Show every line in the rows below that contains the word "light", copying each one in full.
==*==
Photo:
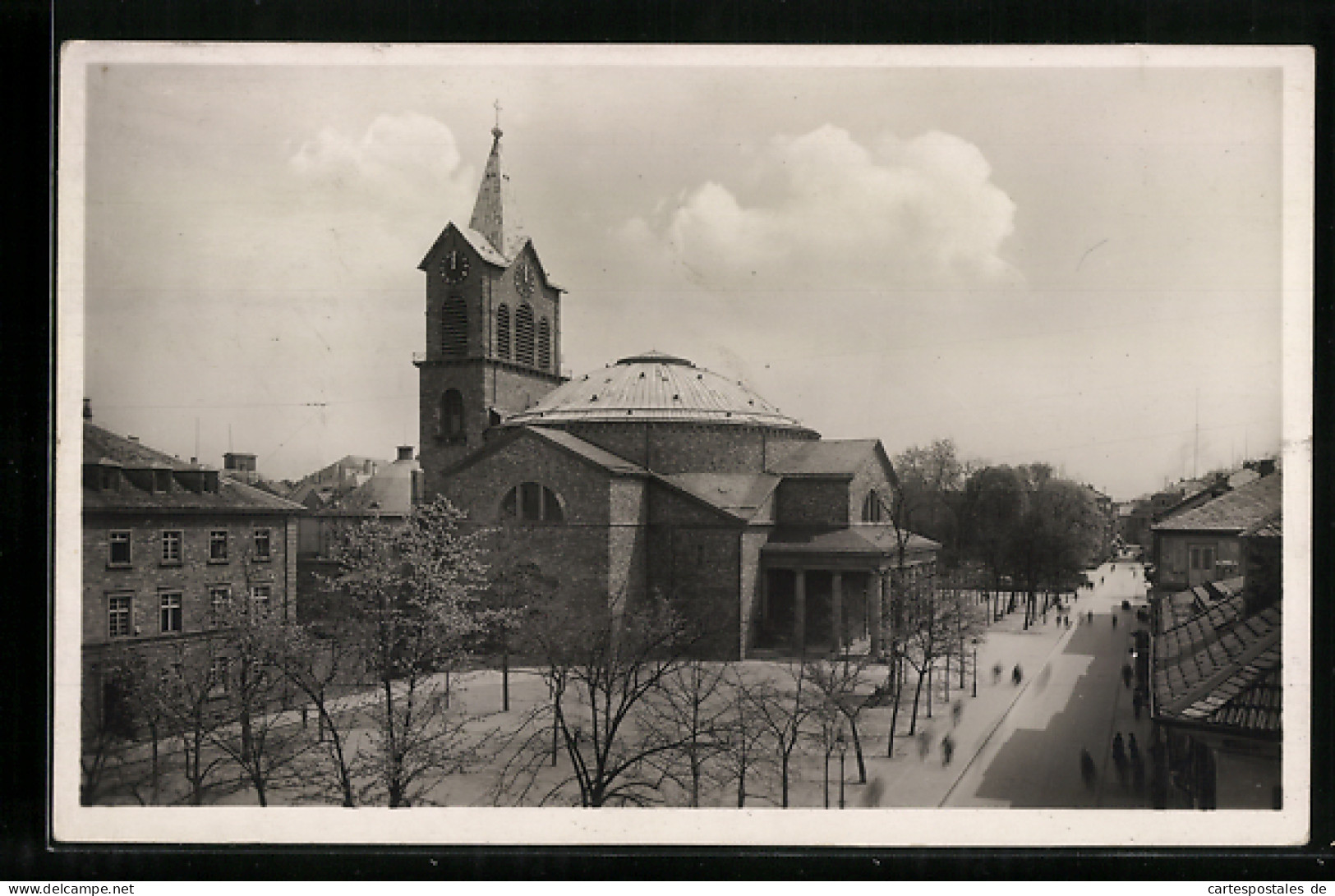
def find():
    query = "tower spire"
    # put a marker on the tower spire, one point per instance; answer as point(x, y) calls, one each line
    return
point(495, 213)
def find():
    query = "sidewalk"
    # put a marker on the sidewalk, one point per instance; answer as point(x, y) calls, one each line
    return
point(912, 781)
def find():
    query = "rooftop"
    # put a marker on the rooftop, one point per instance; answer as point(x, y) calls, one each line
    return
point(1231, 512)
point(653, 386)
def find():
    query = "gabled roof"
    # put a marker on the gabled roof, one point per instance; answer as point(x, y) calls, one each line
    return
point(1231, 512)
point(826, 457)
point(737, 493)
point(104, 445)
point(104, 448)
point(1222, 668)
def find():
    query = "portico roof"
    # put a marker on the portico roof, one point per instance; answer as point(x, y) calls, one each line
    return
point(860, 540)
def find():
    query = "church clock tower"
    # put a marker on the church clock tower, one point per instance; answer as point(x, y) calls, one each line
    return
point(493, 328)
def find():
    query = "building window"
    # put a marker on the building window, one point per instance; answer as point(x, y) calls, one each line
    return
point(263, 545)
point(872, 508)
point(170, 612)
point(219, 673)
point(523, 334)
point(532, 503)
point(219, 600)
point(452, 416)
point(218, 546)
point(119, 550)
point(119, 616)
point(504, 332)
point(171, 546)
point(454, 328)
point(544, 345)
point(260, 595)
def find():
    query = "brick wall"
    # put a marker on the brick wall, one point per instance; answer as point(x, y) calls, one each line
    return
point(812, 503)
point(147, 577)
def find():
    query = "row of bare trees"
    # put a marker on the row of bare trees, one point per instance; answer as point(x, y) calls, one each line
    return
point(357, 710)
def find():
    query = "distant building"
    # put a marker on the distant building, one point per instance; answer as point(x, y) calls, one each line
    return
point(1217, 688)
point(163, 542)
point(1203, 542)
point(651, 475)
point(389, 493)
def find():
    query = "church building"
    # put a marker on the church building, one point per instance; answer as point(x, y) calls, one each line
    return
point(651, 475)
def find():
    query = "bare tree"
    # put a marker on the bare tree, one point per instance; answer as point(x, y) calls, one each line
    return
point(783, 712)
point(601, 667)
point(689, 710)
point(844, 682)
point(745, 756)
point(315, 665)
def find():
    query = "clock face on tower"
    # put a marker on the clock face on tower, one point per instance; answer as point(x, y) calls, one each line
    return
point(454, 266)
point(525, 279)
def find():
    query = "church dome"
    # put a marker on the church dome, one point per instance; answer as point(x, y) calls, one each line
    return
point(658, 388)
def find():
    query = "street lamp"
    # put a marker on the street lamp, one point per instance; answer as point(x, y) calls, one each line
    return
point(975, 667)
point(841, 746)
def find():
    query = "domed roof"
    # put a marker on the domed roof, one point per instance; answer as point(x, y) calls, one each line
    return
point(655, 386)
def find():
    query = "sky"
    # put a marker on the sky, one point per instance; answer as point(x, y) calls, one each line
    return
point(1079, 266)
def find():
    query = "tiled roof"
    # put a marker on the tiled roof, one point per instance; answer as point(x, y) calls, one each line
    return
point(869, 540)
point(587, 450)
point(1231, 512)
point(655, 388)
point(1271, 526)
point(741, 493)
point(104, 446)
point(826, 457)
point(389, 492)
point(1221, 667)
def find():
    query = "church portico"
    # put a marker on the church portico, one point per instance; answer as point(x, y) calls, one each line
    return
point(822, 605)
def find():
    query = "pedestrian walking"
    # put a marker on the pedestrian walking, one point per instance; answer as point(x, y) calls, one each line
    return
point(1087, 770)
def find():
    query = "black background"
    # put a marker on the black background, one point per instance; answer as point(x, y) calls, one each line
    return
point(31, 34)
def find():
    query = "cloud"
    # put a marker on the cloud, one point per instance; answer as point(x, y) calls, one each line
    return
point(824, 211)
point(397, 162)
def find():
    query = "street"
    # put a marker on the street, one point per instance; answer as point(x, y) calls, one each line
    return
point(1078, 701)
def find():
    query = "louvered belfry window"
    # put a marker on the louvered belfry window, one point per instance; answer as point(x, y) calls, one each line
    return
point(504, 332)
point(454, 326)
point(544, 345)
point(523, 334)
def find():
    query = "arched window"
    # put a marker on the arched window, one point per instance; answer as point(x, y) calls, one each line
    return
point(452, 416)
point(544, 345)
point(532, 503)
point(872, 508)
point(504, 332)
point(454, 326)
point(523, 334)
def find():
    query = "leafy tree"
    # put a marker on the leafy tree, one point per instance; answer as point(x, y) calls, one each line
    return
point(414, 589)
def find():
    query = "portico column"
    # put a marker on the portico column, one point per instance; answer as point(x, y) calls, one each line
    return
point(800, 608)
point(875, 595)
point(837, 609)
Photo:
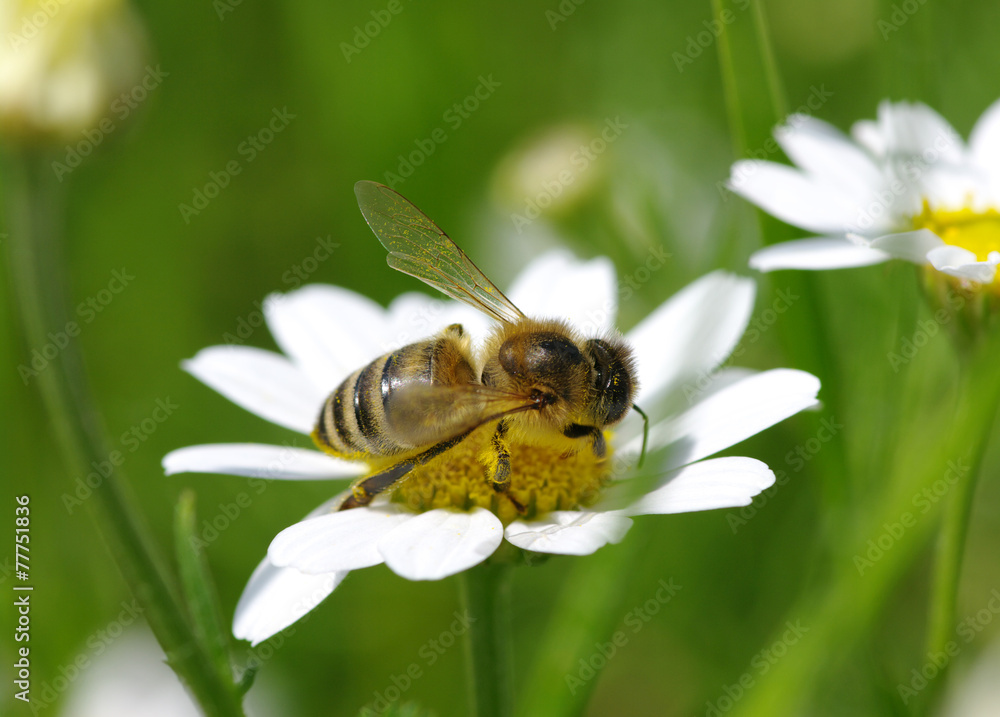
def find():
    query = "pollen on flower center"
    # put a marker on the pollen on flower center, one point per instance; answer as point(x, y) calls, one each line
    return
point(543, 479)
point(977, 231)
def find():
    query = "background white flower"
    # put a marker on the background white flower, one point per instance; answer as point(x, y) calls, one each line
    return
point(327, 332)
point(906, 186)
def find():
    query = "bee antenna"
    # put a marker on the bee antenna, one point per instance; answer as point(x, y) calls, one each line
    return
point(645, 434)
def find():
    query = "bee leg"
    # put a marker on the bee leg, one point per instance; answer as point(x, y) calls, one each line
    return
point(496, 458)
point(595, 434)
point(365, 490)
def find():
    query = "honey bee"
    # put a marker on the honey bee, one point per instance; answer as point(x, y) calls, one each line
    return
point(537, 380)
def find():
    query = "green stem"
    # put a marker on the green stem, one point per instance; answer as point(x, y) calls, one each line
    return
point(774, 86)
point(38, 279)
point(485, 594)
point(734, 110)
point(948, 555)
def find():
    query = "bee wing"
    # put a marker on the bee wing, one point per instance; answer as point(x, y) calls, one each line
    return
point(423, 414)
point(418, 247)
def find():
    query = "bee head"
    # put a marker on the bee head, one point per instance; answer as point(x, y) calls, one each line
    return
point(612, 379)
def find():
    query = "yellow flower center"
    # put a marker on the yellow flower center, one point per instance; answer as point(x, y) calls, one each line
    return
point(976, 231)
point(543, 479)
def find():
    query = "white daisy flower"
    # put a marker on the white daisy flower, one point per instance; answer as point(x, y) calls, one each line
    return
point(444, 517)
point(903, 186)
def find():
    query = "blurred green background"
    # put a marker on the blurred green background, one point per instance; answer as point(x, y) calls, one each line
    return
point(653, 66)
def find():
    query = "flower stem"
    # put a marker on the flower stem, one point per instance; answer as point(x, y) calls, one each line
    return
point(33, 216)
point(485, 595)
point(948, 554)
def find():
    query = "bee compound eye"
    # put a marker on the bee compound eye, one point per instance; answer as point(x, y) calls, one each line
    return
point(613, 381)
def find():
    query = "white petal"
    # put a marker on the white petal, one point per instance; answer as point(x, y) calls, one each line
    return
point(328, 331)
point(416, 316)
point(692, 332)
point(274, 598)
point(984, 142)
point(568, 532)
point(816, 253)
point(259, 461)
point(956, 261)
point(557, 285)
point(824, 151)
point(439, 543)
point(796, 198)
point(734, 414)
point(715, 483)
point(260, 381)
point(912, 246)
point(345, 540)
point(868, 135)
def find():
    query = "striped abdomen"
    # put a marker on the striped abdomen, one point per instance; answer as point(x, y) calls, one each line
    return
point(360, 418)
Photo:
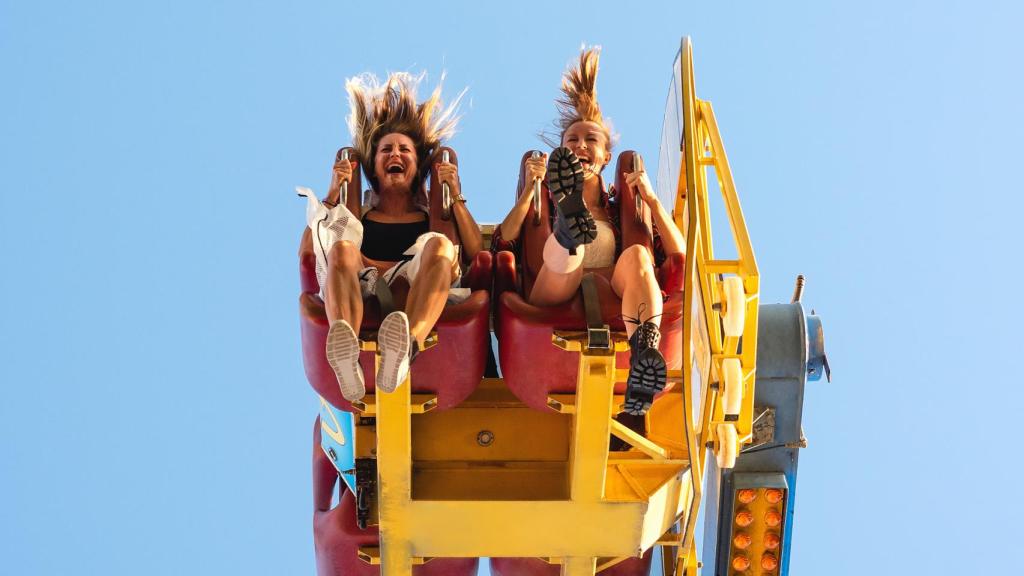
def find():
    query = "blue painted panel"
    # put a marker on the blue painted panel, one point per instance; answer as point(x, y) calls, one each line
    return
point(337, 441)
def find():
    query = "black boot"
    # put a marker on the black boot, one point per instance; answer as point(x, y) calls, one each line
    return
point(573, 222)
point(647, 369)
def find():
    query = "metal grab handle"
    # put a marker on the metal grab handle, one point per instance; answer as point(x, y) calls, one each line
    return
point(344, 184)
point(445, 192)
point(638, 213)
point(537, 193)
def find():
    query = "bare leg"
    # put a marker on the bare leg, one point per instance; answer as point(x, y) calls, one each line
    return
point(635, 283)
point(559, 277)
point(429, 289)
point(343, 298)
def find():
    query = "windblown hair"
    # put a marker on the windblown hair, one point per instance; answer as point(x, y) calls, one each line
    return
point(579, 101)
point(378, 110)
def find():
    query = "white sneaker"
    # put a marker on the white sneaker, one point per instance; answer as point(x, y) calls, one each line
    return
point(394, 343)
point(343, 356)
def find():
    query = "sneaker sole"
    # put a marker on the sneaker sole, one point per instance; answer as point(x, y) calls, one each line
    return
point(343, 356)
point(393, 341)
point(565, 182)
point(646, 379)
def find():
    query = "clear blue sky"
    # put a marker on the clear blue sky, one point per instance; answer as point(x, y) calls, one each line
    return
point(155, 415)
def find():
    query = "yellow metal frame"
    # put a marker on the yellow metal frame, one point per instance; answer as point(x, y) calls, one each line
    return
point(544, 484)
point(704, 150)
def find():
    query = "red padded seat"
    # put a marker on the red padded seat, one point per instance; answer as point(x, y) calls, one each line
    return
point(531, 366)
point(462, 330)
point(337, 538)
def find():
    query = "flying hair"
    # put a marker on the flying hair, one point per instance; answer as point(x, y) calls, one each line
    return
point(380, 109)
point(579, 100)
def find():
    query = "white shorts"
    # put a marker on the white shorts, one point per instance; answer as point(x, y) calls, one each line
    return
point(330, 225)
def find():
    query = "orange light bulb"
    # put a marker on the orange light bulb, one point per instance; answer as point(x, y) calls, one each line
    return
point(741, 540)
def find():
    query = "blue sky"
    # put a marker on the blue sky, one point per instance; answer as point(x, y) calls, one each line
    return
point(155, 414)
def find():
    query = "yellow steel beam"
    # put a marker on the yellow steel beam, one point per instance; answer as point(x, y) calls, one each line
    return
point(394, 447)
point(640, 443)
point(686, 201)
point(589, 456)
point(579, 566)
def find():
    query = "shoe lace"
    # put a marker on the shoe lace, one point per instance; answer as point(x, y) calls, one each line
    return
point(647, 333)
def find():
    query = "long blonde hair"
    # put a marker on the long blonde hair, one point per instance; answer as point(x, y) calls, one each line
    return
point(579, 101)
point(380, 109)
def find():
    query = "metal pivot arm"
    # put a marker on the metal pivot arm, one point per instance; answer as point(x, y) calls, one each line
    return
point(537, 194)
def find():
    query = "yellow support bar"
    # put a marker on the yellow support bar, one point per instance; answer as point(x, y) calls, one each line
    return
point(394, 483)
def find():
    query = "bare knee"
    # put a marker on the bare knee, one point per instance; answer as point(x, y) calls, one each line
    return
point(637, 259)
point(438, 247)
point(344, 255)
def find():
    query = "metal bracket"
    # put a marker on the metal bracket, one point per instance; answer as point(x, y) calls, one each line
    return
point(366, 490)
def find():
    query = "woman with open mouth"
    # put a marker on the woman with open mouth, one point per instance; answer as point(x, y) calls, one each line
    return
point(587, 234)
point(396, 139)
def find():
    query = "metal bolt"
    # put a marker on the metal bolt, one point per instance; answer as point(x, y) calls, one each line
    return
point(485, 438)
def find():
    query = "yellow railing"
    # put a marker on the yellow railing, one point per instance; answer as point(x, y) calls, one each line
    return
point(705, 344)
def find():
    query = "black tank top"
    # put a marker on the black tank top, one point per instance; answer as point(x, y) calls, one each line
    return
point(386, 241)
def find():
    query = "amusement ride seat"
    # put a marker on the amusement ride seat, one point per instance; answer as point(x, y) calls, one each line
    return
point(462, 330)
point(534, 368)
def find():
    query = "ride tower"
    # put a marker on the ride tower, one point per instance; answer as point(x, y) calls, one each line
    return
point(539, 469)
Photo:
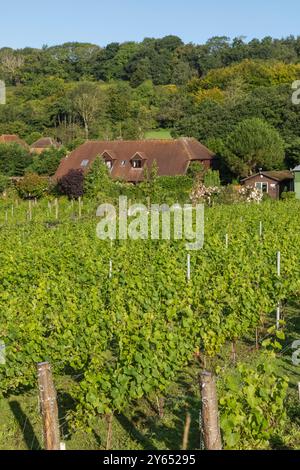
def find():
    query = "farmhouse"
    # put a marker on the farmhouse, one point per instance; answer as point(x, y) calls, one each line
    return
point(272, 183)
point(127, 160)
point(12, 139)
point(296, 172)
point(45, 143)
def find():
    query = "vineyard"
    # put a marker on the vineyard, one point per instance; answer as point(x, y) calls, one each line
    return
point(122, 324)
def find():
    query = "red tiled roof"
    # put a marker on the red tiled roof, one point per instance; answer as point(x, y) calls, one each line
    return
point(273, 175)
point(44, 142)
point(172, 156)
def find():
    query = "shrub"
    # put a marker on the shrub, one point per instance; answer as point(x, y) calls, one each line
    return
point(4, 183)
point(98, 181)
point(288, 195)
point(71, 184)
point(32, 186)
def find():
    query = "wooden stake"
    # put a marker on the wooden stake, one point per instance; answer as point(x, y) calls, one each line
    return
point(79, 207)
point(256, 339)
point(226, 240)
point(210, 415)
point(188, 274)
point(233, 351)
point(278, 310)
point(30, 209)
point(56, 209)
point(160, 406)
point(47, 396)
point(186, 432)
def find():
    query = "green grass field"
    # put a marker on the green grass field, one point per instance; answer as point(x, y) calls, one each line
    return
point(158, 134)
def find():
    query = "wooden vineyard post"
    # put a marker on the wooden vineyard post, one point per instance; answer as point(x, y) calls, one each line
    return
point(210, 414)
point(79, 207)
point(260, 229)
point(188, 273)
point(109, 431)
point(56, 209)
point(49, 410)
point(186, 432)
point(30, 209)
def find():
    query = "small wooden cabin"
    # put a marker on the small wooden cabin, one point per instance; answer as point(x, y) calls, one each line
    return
point(273, 183)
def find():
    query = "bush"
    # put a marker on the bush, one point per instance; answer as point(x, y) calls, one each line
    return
point(287, 196)
point(32, 186)
point(47, 162)
point(71, 184)
point(4, 183)
point(98, 180)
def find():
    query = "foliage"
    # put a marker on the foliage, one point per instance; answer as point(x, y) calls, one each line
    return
point(252, 405)
point(253, 144)
point(71, 184)
point(14, 159)
point(32, 186)
point(4, 183)
point(97, 181)
point(46, 163)
point(212, 178)
point(195, 169)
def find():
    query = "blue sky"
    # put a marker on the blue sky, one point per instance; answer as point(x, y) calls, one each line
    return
point(34, 23)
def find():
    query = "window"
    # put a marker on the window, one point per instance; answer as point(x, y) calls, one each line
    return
point(137, 163)
point(262, 186)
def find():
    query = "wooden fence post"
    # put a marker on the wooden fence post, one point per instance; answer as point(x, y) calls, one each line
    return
point(185, 440)
point(79, 207)
point(47, 395)
point(210, 414)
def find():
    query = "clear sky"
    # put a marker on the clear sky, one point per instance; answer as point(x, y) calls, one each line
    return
point(35, 22)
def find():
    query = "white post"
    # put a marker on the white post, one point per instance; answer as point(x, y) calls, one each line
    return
point(56, 209)
point(278, 305)
point(188, 275)
point(278, 264)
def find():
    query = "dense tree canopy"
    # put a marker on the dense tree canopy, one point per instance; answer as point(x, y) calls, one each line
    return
point(76, 91)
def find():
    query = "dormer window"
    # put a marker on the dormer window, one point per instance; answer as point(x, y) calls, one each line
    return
point(137, 160)
point(136, 163)
point(108, 159)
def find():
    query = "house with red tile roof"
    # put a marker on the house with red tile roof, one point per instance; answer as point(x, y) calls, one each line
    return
point(127, 160)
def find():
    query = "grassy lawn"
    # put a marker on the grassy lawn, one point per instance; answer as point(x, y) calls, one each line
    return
point(158, 134)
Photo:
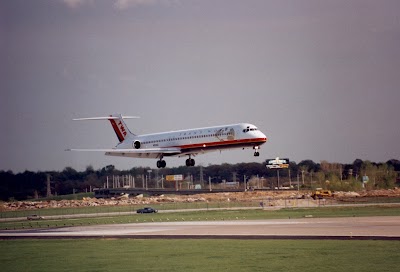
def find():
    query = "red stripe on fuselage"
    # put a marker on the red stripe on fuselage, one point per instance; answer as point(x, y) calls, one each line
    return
point(225, 144)
point(116, 129)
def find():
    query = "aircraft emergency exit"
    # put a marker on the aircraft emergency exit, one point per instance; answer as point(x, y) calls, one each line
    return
point(190, 142)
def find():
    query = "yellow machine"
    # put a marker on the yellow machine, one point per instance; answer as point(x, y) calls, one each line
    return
point(322, 194)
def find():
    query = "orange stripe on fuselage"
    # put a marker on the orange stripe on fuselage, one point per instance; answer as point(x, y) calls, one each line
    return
point(243, 142)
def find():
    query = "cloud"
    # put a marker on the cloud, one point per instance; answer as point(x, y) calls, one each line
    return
point(76, 3)
point(125, 4)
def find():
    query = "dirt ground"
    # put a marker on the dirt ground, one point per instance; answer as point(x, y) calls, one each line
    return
point(251, 196)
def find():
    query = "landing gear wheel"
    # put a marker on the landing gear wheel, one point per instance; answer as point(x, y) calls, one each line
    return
point(190, 162)
point(161, 164)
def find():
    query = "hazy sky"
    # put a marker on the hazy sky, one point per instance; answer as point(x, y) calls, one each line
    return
point(320, 78)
==*==
#### [RESPONSE]
    query = "orange light bulb"
    # put a marker on the orange light bulb, one point per instance; answer as point(x, y) calls, one each line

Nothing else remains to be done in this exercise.